> _GOAL_
Please swap each "object" in the data below for "item" and leave everything else unchanged.

[Point labeling data]
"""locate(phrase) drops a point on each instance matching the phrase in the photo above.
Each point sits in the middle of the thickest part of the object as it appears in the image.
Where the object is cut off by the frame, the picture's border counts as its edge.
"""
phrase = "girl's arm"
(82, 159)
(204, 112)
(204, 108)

> _TASK SOLUTION_
"""locate(phrase) drops a point on each instance matching the phrase in the photo above.
Each point sits in the middle of the thickest part of the item as it appears in the image.
Where the item is cut off by the frame, the picture's border counts as its edge.
"""
phrase = "girl's arm"
(82, 159)
(204, 112)
(204, 108)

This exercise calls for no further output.